══ Excerto ══
Em 1917, o antropólogo Alfred Louis Kroeber escreveu o famoso artigo intitulado “O Superorgânico”, que rompeu de vez pretensas relações entre cultura e quaisquer características genéticas dos indivíduos. Segundo Kroeber, é pela cultura que nos distanciamos do mundo animal. Enquanto os animais são dominados pelos instintos, nós somos influenciados pela aprendizagem, pela cultura. Um cão que nunca tenha convivido com outros cães irá sempre ladrar, abanar a cauda e alçar a perna. Já uma criança nascida na Antártida, mas trazida para Portugal e educada por portugueses será portuguesa.

Os humanos superam o orgânico, superam os instintos, são superorgânicos. Superamos até o processo de adaptação natural e somos a única espécie capaz de criar os próprios instrumentos de adaptação: enquanto os animais desenvolveram asas, nós desenvolvemos o avião.

A antropóloga e folclorista norte-americana Ruth Benedict dizia que a cultura é como uma lente através da qual o ser humano vê o mundo. Ou seja, a cada cultura corresponde uma visão diferente do mundo. A forma como valorizamos ou desvalorizamos alguma coisa e os nossos comportamentos sociais devem-se à herança cultural. Mas, cada um ver o mundo através da sua cultura tem como consequência a propensão para considerar o seu modo de vida como o mais correcto ou até mesmo o único possível. Isto é o etnocentrismo. O problema é que ao considerarmos a nossa cultura, os nossos valores, como referência, as outras culturas parecer-nos-ão ou erradas ou estranhas ou bizarras. O etnocentrismo leva à intolerância.
═══
• [Tarefa]: Transcreva sem alterações, do excerto sobre cultura, o trecho que vai de “A antropóloga e” até “leva à intolerância.”, ambos incluídos.
══ Material extraído ══
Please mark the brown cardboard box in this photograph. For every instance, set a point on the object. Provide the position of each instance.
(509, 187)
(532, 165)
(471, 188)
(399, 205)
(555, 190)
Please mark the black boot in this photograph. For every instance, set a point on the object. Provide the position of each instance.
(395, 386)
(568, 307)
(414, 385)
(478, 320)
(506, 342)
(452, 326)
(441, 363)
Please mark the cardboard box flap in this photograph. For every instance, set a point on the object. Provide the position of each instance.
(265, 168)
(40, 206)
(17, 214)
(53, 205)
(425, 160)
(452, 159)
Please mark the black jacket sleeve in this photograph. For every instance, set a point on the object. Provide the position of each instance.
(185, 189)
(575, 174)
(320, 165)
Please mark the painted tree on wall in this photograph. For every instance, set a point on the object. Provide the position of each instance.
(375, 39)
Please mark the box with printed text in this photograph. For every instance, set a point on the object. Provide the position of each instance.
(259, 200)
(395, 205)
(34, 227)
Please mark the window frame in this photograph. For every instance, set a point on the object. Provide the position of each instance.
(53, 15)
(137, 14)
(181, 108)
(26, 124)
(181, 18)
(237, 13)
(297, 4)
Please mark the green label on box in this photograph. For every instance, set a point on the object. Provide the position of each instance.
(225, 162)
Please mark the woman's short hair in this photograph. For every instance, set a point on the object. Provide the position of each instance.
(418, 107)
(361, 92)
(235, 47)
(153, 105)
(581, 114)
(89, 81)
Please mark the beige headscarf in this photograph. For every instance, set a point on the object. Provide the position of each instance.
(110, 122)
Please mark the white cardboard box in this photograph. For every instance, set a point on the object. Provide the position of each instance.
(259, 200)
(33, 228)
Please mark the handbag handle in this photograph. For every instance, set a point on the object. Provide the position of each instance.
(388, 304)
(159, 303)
═══
• [Resposta]:
A antropóloga e folclorista norte-americana Ruth Benedict dizia que a cultura é como uma lente através da qual o ser humano vê o mundo. Ou seja, a cada cultura corresponde uma visão diferente do mundo. A forma como valorizamos ou desvalorizamos alguma coisa e os nossos comportamentos sociais devem-se à herança cultural. Mas, cada um ver o mundo através da sua cultura tem como consequência a propensão para considerar o seu modo de vida como o mais correcto ou até mesmo o único possível. Isto é o etnocentrismo. O problema é que ao considerarmos a nossa cultura, os nossos valores, como referência, as outras culturas parecer-nos-ão ou erradas ou estranhas ou bizarras. O etnocentrismo leva à intolerância.